■ Work required:
Reproduce the entries below in full, word for word.

· · · ·

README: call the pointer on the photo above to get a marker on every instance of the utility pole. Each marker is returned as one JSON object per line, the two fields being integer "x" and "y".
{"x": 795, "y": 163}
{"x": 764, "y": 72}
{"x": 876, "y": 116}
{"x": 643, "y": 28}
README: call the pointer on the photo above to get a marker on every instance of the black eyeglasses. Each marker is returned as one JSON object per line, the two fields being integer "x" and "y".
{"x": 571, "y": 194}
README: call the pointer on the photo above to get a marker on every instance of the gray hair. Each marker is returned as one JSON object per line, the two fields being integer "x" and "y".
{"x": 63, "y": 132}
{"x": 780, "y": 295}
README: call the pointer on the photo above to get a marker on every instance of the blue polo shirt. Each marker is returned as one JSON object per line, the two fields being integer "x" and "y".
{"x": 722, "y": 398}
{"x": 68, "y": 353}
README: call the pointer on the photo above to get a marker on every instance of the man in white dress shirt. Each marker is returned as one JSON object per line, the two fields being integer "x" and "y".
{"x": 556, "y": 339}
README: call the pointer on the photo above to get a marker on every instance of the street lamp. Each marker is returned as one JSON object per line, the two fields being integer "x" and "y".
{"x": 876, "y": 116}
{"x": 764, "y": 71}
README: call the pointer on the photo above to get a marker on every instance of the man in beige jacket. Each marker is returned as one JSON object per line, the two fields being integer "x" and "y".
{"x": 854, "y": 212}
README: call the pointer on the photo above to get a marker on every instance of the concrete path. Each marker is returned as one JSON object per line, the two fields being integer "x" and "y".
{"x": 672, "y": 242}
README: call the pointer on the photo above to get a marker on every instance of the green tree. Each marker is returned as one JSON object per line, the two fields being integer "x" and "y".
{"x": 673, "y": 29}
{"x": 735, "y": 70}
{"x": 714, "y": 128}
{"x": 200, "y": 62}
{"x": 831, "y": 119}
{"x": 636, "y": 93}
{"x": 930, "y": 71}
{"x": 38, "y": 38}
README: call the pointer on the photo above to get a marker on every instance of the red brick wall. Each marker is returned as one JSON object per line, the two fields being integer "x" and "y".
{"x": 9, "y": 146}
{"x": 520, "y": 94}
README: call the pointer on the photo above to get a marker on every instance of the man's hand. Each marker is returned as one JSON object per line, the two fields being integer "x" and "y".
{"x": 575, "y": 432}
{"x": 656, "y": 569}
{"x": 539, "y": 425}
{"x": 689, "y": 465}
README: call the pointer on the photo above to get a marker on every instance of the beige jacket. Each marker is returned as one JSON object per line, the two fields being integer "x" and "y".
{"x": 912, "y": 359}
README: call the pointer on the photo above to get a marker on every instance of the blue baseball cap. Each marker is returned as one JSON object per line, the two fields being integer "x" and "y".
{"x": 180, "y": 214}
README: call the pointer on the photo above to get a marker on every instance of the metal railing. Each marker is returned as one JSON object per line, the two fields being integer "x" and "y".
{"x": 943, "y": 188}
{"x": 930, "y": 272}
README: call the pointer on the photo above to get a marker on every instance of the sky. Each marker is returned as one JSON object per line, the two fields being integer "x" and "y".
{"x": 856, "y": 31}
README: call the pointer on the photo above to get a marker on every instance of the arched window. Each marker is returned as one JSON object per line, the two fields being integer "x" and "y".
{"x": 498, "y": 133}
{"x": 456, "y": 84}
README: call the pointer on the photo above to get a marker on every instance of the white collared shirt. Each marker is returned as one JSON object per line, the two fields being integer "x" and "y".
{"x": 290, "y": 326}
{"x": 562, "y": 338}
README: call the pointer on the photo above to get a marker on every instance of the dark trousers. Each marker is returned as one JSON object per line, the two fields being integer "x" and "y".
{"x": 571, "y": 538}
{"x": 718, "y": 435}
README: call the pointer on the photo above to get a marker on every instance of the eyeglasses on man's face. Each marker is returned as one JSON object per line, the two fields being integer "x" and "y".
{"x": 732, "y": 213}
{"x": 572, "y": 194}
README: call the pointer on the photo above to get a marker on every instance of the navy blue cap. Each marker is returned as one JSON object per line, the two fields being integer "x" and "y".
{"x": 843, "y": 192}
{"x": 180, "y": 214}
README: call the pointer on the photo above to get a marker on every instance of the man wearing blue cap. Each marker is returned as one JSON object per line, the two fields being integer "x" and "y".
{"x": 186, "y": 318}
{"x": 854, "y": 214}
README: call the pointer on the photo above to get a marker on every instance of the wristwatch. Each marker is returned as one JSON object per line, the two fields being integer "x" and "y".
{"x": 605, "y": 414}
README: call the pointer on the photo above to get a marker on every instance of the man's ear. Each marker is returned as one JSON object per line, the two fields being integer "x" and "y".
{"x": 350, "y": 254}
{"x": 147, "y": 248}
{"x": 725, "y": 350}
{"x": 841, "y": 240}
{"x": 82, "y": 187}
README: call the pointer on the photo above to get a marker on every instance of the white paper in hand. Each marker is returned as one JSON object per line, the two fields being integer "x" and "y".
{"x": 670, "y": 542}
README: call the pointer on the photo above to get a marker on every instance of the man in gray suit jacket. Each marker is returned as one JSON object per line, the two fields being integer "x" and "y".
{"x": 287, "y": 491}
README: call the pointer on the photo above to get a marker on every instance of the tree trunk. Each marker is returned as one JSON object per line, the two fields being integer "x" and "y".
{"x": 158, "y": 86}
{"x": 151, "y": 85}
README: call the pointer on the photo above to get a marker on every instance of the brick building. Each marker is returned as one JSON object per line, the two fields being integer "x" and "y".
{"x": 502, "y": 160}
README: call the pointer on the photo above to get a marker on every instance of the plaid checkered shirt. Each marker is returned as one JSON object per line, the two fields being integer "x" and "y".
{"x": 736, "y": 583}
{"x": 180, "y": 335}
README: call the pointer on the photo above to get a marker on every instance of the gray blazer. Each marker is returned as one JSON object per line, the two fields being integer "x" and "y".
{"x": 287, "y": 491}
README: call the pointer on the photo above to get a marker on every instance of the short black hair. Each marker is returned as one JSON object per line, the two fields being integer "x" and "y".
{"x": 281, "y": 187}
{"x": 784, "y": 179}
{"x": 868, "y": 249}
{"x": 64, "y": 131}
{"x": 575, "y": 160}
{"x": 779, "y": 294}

· · · ·

■ Exercise output:
README: call the pointer on the photo above to get a marker on every instance of the utility pole. Each marker is returned as one JSON object per line, the two fields being integer "x" and "y".
{"x": 795, "y": 163}
{"x": 764, "y": 72}
{"x": 876, "y": 116}
{"x": 643, "y": 28}
README: call the pointer on the photo above to get a marker on every instance of the black eyeglasses. Each marker is returned as one JSON object per line, the two fields being integer "x" and "y".
{"x": 571, "y": 194}
README: call the pointer on the photo above to get a marker on every instance of the gray hair. Each marker is returned as one JSON object per line, the two fields being integer "x" and "y".
{"x": 63, "y": 132}
{"x": 780, "y": 295}
README: call the pointer on the photo above to get a marker on every instance of the blue polo shirt. Each marker is returned as one JSON object per line, the two fields being integer "x" and "y".
{"x": 722, "y": 398}
{"x": 68, "y": 353}
README: call the pointer on the photo above to get a marker on every instance of the man in white dress shirt. Each marker is returned as one JSON object per line, the two fields being integer "x" and "y".
{"x": 556, "y": 339}
README: call the pointer on the photo above to get a marker on every instance of the street lamp. Each marker is returned as one JSON object per line, the two fields being integer "x" and "y".
{"x": 876, "y": 116}
{"x": 764, "y": 71}
README: call the pointer on the photo above to get a marker on every instance of the man in beige jacket. Each marker is returned as one JSON object per line, the two fields being integer "x" and "y".
{"x": 854, "y": 212}
README: call the pointer on the photo above to get a marker on every instance of the concrete path. Each marker is returned as one JSON object per line, the two fields being integer "x" and "y".
{"x": 672, "y": 242}
README: call the pointer on the photo above to get a marker on every instance of the green tree. Each marker is returned as one JSON object per line, the two fields being integer "x" and "y".
{"x": 673, "y": 29}
{"x": 735, "y": 70}
{"x": 714, "y": 128}
{"x": 200, "y": 62}
{"x": 831, "y": 119}
{"x": 636, "y": 93}
{"x": 930, "y": 71}
{"x": 38, "y": 38}
README: call the pointer on the photo above to get a marker on every instance of the red brick wall. Each marker is returned as one JSON object per line, the two fields being integer "x" and "y".
{"x": 9, "y": 146}
{"x": 520, "y": 94}
README: call the pointer on the photo above to get a marker on every instance of the man's hand. Each marker is returned as one JSON object per line, the two fields being integer "x" and "y".
{"x": 575, "y": 432}
{"x": 656, "y": 569}
{"x": 539, "y": 425}
{"x": 689, "y": 465}
README: call the pointer on the photo above to get a marker on every instance of the beige jacket. Each marker is returned as one JSON object per line, the two fields being integer "x" and "y".
{"x": 912, "y": 359}
README: call the pointer on the photo above to get a marker on every instance of the blue baseball cap. Each marker is returned as one JSON object per line, the two fields being integer "x" and "y".
{"x": 180, "y": 214}
README: call the pointer on the photo above to get a marker on every instance of the metal railing. Each marker is returned as one JSON object per line, the two fields being integer "x" and "y".
{"x": 943, "y": 188}
{"x": 930, "y": 272}
README: call the pointer on the photo above to get a marker on every instance of the sky. Each marker is returned as one JSON object per line, the two fields being integer "x" and "y".
{"x": 856, "y": 31}
README: call the pointer on the photo above to get a marker on every instance of the arched window. Each marker is returned as one JSON object per line, the two fields being integer "x" and "y".
{"x": 498, "y": 133}
{"x": 456, "y": 84}
README: call the pointer on the photo above to get a marker on every instance of the white collared shirt. Each marker is returned as one JSON object per line, the two fields being integer "x" and "y".
{"x": 290, "y": 326}
{"x": 562, "y": 338}
README: call the pointer on the photo above to get a marker on every instance of the dark trousers. Each marker is returned as one JSON object per line, the two fields being integer "x" and "y".
{"x": 571, "y": 538}
{"x": 718, "y": 435}
README: call the pointer on the photo above to get a marker on every instance of the eyeglasses on man's face. Each marker is returned as one JSON object per line, the two fields being integer "x" and "y".
{"x": 732, "y": 213}
{"x": 572, "y": 194}
README: call the pointer on the photo above to get a marker on every instance of the navy blue cap. Each marker is returned as one JSON object per line, the two fields being integer "x" and "y".
{"x": 843, "y": 192}
{"x": 180, "y": 214}
README: call the pointer on the photo above to get a marker on every instance of the man wearing blue cap. Each marker is returned as one JSON object per line, the two fields being integer "x" and "y".
{"x": 186, "y": 318}
{"x": 854, "y": 214}
README: call the pointer on the photo above to get a marker on every instance of the wristwatch. Each marker is returned as one JSON object per line, the two fields being integer "x" and "y".
{"x": 605, "y": 414}
README: call the pointer on the photo above to get a marker on every instance of the man's ear. Each marker is returned as one JSON object per line, the two fields being integer "x" and "y".
{"x": 350, "y": 254}
{"x": 147, "y": 248}
{"x": 725, "y": 350}
{"x": 841, "y": 240}
{"x": 82, "y": 187}
README: call the pointer on the photo above to get a marker on every instance of the white paper in hand. Each marker is returned as one JSON object per line, the two fields being integer "x" and "y".
{"x": 670, "y": 542}
README: call the pointer on the photo above to get a marker on every instance of the man in gray suit jacket. Each marker is returned as one JSON object per line, the two fields being integer "x" and "y".
{"x": 287, "y": 491}
README: call the pointer on the photo above to get a marker on every instance of the tree trunk. Each marker is returned as one JSON object per line, the two fields being integer "x" and "y".
{"x": 158, "y": 86}
{"x": 151, "y": 85}
README: call the pointer on the photo above to get a marker on every instance of the brick building. Each marker is returned as one JSON object per line, the two fields being integer "x" and "y".
{"x": 502, "y": 160}
README: call the pointer on the photo above to get a marker on every instance of the plaid checkered shirt. Each marker is returned as one JSON object per line, the two fields being integer "x" and "y".
{"x": 736, "y": 583}
{"x": 180, "y": 335}
README: call the pointer on the photo above to get a marker on every instance of the gray blazer. Each marker is returned as one JSON object per line, the two fields being integer "x" and "y".
{"x": 287, "y": 491}
README: call the pointer on the photo above to get a marker on every instance of the short black hair. Each marker is returned as one JSON object per line, the two fields being integer "x" and "y".
{"x": 281, "y": 187}
{"x": 784, "y": 179}
{"x": 868, "y": 249}
{"x": 64, "y": 131}
{"x": 575, "y": 160}
{"x": 779, "y": 294}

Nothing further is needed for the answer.